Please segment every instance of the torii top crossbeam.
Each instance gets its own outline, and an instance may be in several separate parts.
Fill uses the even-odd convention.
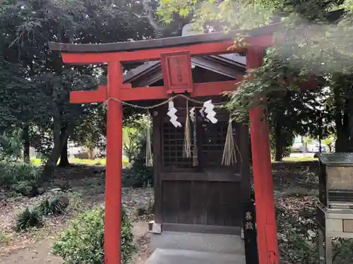
[[[105,191],[104,263],[121,261],[121,206],[122,163],[122,106],[121,101],[167,98],[172,92],[187,91],[191,96],[218,95],[236,89],[241,80],[193,83],[191,56],[245,52],[247,69],[262,64],[263,52],[273,45],[279,24],[252,30],[236,30],[160,39],[100,44],[49,43],[60,51],[64,63],[108,64],[108,85],[95,91],[71,92],[71,102],[88,103],[108,101]],[[247,44],[229,50],[238,34],[246,35]],[[123,84],[121,63],[161,60],[163,87],[137,87]],[[115,100],[114,100],[115,99]],[[268,125],[261,108],[250,112],[250,130],[254,177],[258,246],[260,264],[278,264]],[[237,195],[237,194],[235,194]],[[253,264],[253,263],[248,263]]]

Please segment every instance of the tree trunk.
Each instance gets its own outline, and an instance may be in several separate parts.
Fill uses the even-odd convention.
[[[70,166],[70,162],[68,161],[68,151],[67,151],[67,139],[65,143],[64,143],[64,146],[60,154],[60,162],[59,163],[59,167],[68,167]]]
[[[23,139],[23,161],[25,162],[30,162],[30,125],[28,123],[25,124],[23,127],[23,131],[22,134],[22,137]]]
[[[54,126],[53,130],[54,134],[54,148],[49,156],[48,161],[44,165],[44,169],[42,174],[42,180],[45,180],[53,177],[55,167],[58,163],[65,143],[67,142],[68,138],[68,127],[65,127],[63,129],[60,128],[60,123],[54,120]]]
[[[344,111],[344,101],[340,87],[335,87],[335,123],[336,127],[336,142],[335,150],[336,152],[347,152],[348,151],[348,133],[347,131],[348,125],[348,116]]]
[[[276,122],[275,127],[275,139],[276,144],[275,160],[276,161],[282,161],[282,158],[283,158],[283,146],[282,144],[281,127],[278,122]]]

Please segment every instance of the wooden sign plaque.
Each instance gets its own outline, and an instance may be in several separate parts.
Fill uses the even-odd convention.
[[[191,93],[193,87],[190,52],[164,53],[160,59],[167,93]]]

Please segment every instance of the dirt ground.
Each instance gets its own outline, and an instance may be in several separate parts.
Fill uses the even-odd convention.
[[[1,264],[61,264],[61,258],[50,253],[56,237],[67,228],[70,222],[79,213],[90,208],[104,206],[104,187],[103,169],[92,167],[73,167],[61,169],[55,180],[47,183],[47,191],[42,196],[28,199],[8,194],[0,189],[0,263]],[[18,233],[14,231],[15,218],[25,207],[37,204],[45,198],[59,194],[58,184],[65,182],[69,190],[65,192],[70,205],[62,215],[44,219],[38,230]],[[131,264],[143,264],[148,258],[150,234],[148,220],[148,208],[152,203],[151,188],[123,189],[123,203],[133,221],[137,251]],[[140,208],[146,213],[138,214]]]

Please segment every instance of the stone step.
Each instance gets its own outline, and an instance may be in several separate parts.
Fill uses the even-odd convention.
[[[231,254],[244,254],[244,241],[240,236],[167,232],[153,234],[151,249],[181,249]]]
[[[245,264],[239,254],[157,249],[145,264]]]

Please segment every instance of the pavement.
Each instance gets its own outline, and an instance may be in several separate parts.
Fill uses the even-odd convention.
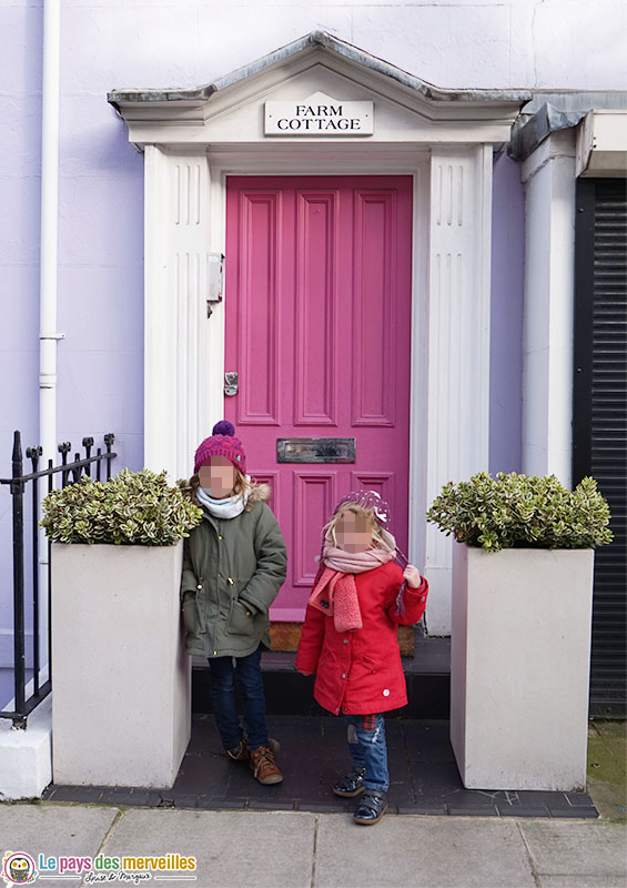
[[[487,817],[395,814],[358,827],[347,811],[51,798],[0,805],[0,850],[30,855],[37,882],[70,886],[154,880],[159,888],[179,888],[190,880],[198,888],[625,888],[625,723],[590,723],[588,766],[587,790],[600,814],[595,819],[578,818],[575,807],[568,816],[542,818],[515,810]],[[155,859],[143,860],[146,855]],[[191,866],[188,858],[194,858],[195,868],[150,869],[159,867],[159,857],[164,867],[182,858]],[[104,858],[112,870],[103,869]]]

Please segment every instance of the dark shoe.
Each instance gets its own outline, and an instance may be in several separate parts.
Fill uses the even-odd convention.
[[[234,749],[226,749],[226,755],[229,758],[232,758],[233,761],[245,761],[249,757],[245,738],[242,737],[240,745],[235,746]]]
[[[333,791],[336,796],[342,796],[342,798],[353,798],[353,796],[358,796],[360,793],[364,791],[365,775],[365,768],[353,768],[351,774],[347,774],[345,777],[342,777],[341,780],[337,780],[333,787]]]
[[[366,789],[353,820],[362,826],[378,824],[387,810],[387,796],[376,789]]]
[[[270,737],[270,748],[272,749],[272,755],[276,758],[281,751],[281,744],[279,740],[274,740]],[[250,753],[246,746],[246,738],[242,737],[240,746],[236,746],[234,749],[226,749],[226,755],[229,758],[232,758],[233,761],[247,761]]]
[[[270,746],[260,746],[259,749],[251,749],[249,765],[253,776],[264,786],[280,784],[283,780],[283,775],[276,767]]]

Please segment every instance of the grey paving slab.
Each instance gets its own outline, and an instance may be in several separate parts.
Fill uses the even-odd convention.
[[[118,808],[104,807],[0,805],[0,851],[29,854],[36,864],[40,854],[47,858],[95,857],[118,814]],[[41,876],[38,884],[40,880],[43,884]],[[63,879],[63,885],[80,882],[79,876]]]
[[[193,856],[194,888],[310,888],[315,821],[285,811],[127,810],[103,852]],[[165,877],[155,885],[183,882]]]
[[[498,818],[320,818],[315,888],[535,888],[517,824]]]
[[[545,885],[545,877],[569,879],[620,877],[627,884],[627,826],[590,821],[535,820],[519,823],[522,835]],[[548,885],[548,879],[546,879]],[[573,888],[576,882],[572,881]],[[585,882],[582,882],[585,884]],[[609,885],[609,882],[608,882]]]
[[[625,888],[625,877],[540,876],[539,888]]]

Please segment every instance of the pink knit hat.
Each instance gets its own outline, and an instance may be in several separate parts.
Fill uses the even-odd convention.
[[[235,437],[235,426],[229,420],[215,423],[211,437],[205,437],[194,457],[194,475],[203,465],[209,465],[212,456],[225,456],[231,460],[235,468],[246,474],[246,454],[239,437]]]

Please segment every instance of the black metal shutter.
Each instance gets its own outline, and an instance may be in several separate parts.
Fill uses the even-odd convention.
[[[573,476],[593,475],[614,543],[595,556],[590,716],[624,717],[627,683],[627,188],[577,184]]]

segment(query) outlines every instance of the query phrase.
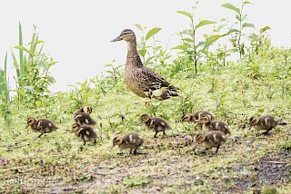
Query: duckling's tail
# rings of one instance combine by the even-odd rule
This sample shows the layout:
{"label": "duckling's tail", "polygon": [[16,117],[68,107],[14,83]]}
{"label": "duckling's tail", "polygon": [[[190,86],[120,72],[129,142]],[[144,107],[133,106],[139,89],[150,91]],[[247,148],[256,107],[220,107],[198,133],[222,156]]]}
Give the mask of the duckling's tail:
{"label": "duckling's tail", "polygon": [[286,121],[279,121],[278,124],[279,125],[287,125],[287,123]]}

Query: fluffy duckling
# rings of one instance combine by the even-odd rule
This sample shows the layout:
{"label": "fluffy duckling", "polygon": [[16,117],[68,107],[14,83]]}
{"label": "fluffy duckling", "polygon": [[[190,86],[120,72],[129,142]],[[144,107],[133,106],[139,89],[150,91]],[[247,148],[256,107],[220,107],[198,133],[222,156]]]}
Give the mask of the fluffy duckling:
{"label": "fluffy duckling", "polygon": [[156,138],[156,134],[159,131],[163,131],[163,134],[166,135],[165,131],[171,130],[170,125],[160,117],[150,117],[147,114],[143,114],[140,117],[140,121],[143,122],[147,129],[156,131],[154,138]]}
{"label": "fluffy duckling", "polygon": [[139,146],[144,143],[144,139],[137,133],[131,132],[123,137],[116,136],[113,139],[113,146],[114,148],[117,145],[121,150],[130,149],[130,152],[134,150],[134,155],[137,153],[136,150]]}
{"label": "fluffy duckling", "polygon": [[210,120],[215,120],[215,116],[209,112],[198,111],[194,113],[186,113],[182,116],[181,121],[187,122],[200,122],[200,118],[204,116],[210,116]]}
{"label": "fluffy duckling", "polygon": [[86,141],[94,141],[94,144],[96,144],[97,135],[92,127],[87,125],[81,126],[76,122],[73,124],[72,131],[80,141],[84,141],[84,145],[85,145]]}
{"label": "fluffy duckling", "polygon": [[76,111],[76,112],[85,112],[90,114],[92,112],[92,107],[91,106],[85,106]]}
{"label": "fluffy duckling", "polygon": [[33,117],[27,119],[27,125],[25,128],[30,126],[30,128],[35,132],[40,132],[41,134],[38,136],[40,138],[45,133],[52,132],[58,129],[50,120],[48,119],[39,119],[35,120]]}
{"label": "fluffy duckling", "polygon": [[271,115],[263,115],[260,117],[252,116],[249,118],[249,124],[256,130],[265,130],[262,134],[266,134],[276,125],[286,125],[285,121],[277,121],[277,119]]}
{"label": "fluffy duckling", "polygon": [[80,125],[95,125],[96,121],[94,121],[90,113],[92,108],[90,106],[85,106],[74,113],[74,121],[78,122]]}
{"label": "fluffy duckling", "polygon": [[203,116],[200,118],[200,122],[203,124],[202,128],[206,131],[219,131],[225,134],[230,134],[228,124],[222,121],[211,121],[210,116]]}
{"label": "fluffy duckling", "polygon": [[219,147],[223,145],[226,141],[226,140],[227,138],[223,132],[218,131],[212,131],[206,135],[197,135],[196,138],[196,147],[198,144],[201,144],[206,149],[215,147],[216,148],[216,153],[217,153]]}

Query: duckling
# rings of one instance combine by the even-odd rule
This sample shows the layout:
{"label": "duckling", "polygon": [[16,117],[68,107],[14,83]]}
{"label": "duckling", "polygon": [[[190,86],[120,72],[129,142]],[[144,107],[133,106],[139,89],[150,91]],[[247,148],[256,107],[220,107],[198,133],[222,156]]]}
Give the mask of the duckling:
{"label": "duckling", "polygon": [[88,125],[81,126],[79,123],[75,122],[72,126],[72,131],[80,141],[84,141],[84,145],[85,145],[86,141],[94,141],[95,145],[96,144],[97,135],[92,127]]}
{"label": "duckling", "polygon": [[85,106],[74,113],[74,121],[78,122],[80,125],[95,125],[96,121],[94,121],[90,113],[92,112],[92,108],[90,106]]}
{"label": "duckling", "polygon": [[206,149],[215,147],[216,148],[216,153],[217,153],[219,147],[223,145],[226,141],[226,140],[227,138],[223,132],[218,131],[212,131],[206,135],[197,135],[196,138],[196,147],[198,144],[201,144]]}
{"label": "duckling", "polygon": [[[180,96],[177,87],[170,84],[166,79],[144,66],[137,53],[136,38],[132,30],[122,31],[120,35],[111,42],[121,40],[127,42],[125,80],[127,87],[134,93],[143,98],[156,98],[160,101],[173,96]],[[153,92],[156,90],[161,91],[159,95],[153,95]]]}
{"label": "duckling", "polygon": [[143,122],[147,129],[156,131],[154,138],[156,138],[156,134],[159,131],[163,131],[163,134],[166,135],[165,131],[171,130],[170,125],[160,117],[150,117],[147,114],[143,114],[140,117],[140,121]]}
{"label": "duckling", "polygon": [[211,121],[209,115],[201,117],[200,122],[203,124],[202,129],[206,131],[220,131],[225,134],[231,134],[228,124],[226,121],[216,120]]}
{"label": "duckling", "polygon": [[213,116],[213,114],[211,114],[208,112],[205,112],[205,111],[198,111],[194,112],[193,114],[191,113],[186,113],[182,116],[182,120],[181,121],[187,121],[187,122],[200,122],[200,118],[203,116],[210,116],[210,120],[215,120],[215,116]]}
{"label": "duckling", "polygon": [[56,127],[50,120],[48,119],[39,119],[35,120],[33,117],[27,119],[27,125],[25,129],[30,126],[30,128],[35,132],[40,132],[41,134],[38,136],[40,138],[45,133],[49,133],[54,131],[56,131],[58,127]]}
{"label": "duckling", "polygon": [[86,112],[88,114],[92,113],[92,107],[91,106],[84,106],[75,112]]}
{"label": "duckling", "polygon": [[276,125],[286,125],[285,121],[277,121],[277,119],[271,115],[263,115],[260,117],[252,116],[249,118],[249,124],[251,128],[254,126],[256,130],[266,130],[262,134],[266,134]]}
{"label": "duckling", "polygon": [[136,150],[139,146],[144,143],[144,139],[138,134],[135,132],[128,133],[123,137],[116,136],[113,139],[113,146],[112,149],[118,145],[121,150],[130,149],[130,152],[134,150],[134,155],[137,153]]}

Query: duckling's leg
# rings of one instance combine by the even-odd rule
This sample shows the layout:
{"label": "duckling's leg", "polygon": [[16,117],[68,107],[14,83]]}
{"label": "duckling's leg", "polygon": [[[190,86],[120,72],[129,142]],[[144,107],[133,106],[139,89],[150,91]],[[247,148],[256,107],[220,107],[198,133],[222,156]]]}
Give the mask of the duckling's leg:
{"label": "duckling's leg", "polygon": [[156,138],[156,134],[157,134],[157,131],[156,131],[156,134],[155,134],[154,138]]}
{"label": "duckling's leg", "polygon": [[136,148],[134,150],[134,155],[136,155],[137,151],[136,151]]}
{"label": "duckling's leg", "polygon": [[219,146],[220,146],[220,145],[218,144],[217,149],[216,149],[216,154],[217,151],[218,151]]}

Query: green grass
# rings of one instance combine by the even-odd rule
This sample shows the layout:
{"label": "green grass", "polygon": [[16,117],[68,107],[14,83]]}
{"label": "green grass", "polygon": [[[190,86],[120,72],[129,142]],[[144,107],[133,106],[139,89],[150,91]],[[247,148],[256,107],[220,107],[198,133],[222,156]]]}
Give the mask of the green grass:
{"label": "green grass", "polygon": [[[256,173],[253,166],[264,156],[276,157],[285,150],[290,154],[289,124],[271,131],[273,134],[269,137],[249,131],[248,126],[244,128],[253,114],[269,113],[287,123],[291,121],[290,83],[286,84],[286,92],[282,96],[280,79],[271,71],[280,69],[282,63],[265,58],[256,60],[261,62],[259,70],[248,69],[249,63],[245,62],[216,67],[215,74],[206,64],[198,74],[177,73],[168,80],[182,90],[183,98],[152,100],[149,106],[145,106],[143,99],[126,89],[122,77],[117,79],[117,86],[105,82],[103,85],[105,92],[96,92],[99,86],[87,87],[84,92],[86,100],[80,92],[78,103],[93,106],[92,117],[98,121],[96,128],[103,137],[96,146],[92,143],[83,146],[73,133],[65,131],[74,122],[75,92],[55,93],[48,97],[45,106],[35,109],[21,104],[19,109],[12,110],[11,130],[5,128],[5,121],[1,120],[0,191],[251,193],[253,188],[242,183],[244,188],[238,180],[249,181],[248,176]],[[290,63],[287,65],[290,68]],[[255,71],[260,74],[256,79]],[[279,73],[277,71],[276,74]],[[229,123],[232,135],[238,137],[236,141],[228,141],[216,156],[214,150],[206,155],[193,151],[192,143],[183,141],[182,137],[194,137],[203,131],[195,124],[178,122],[183,110],[213,112],[217,119]],[[167,137],[158,134],[154,140],[153,131],[136,125],[145,112],[169,121],[173,130],[166,131]],[[124,121],[121,115],[125,116]],[[28,116],[47,117],[59,129],[46,137],[35,138],[38,134],[25,129]],[[143,154],[132,156],[128,150],[110,149],[115,134],[133,131],[146,139],[139,150]],[[282,161],[290,162],[290,157]],[[287,193],[291,188],[290,180],[286,181],[270,187],[279,193]],[[264,184],[256,188],[271,189]]]}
========================================================================
• [YOUR OBJECTIVE]
Write out again the records starting at the line containing "Please segment every instance of the stone" and ending at the line containing "[[[245,264],[239,254],[157,249],[145,264]]]", including the requests, and add -109 to every coordinate in the answers.

• [PROBLEM SOLUTION]
Please segment every instance of the stone step.
Each instance gets its own outline, and an instance may be in several separate parts.
Fill uses the even-odd convention.
[[[122,145],[135,145],[135,132],[131,127],[58,123],[44,125],[42,140],[72,140]]]
[[[136,155],[130,145],[48,140],[36,155]]]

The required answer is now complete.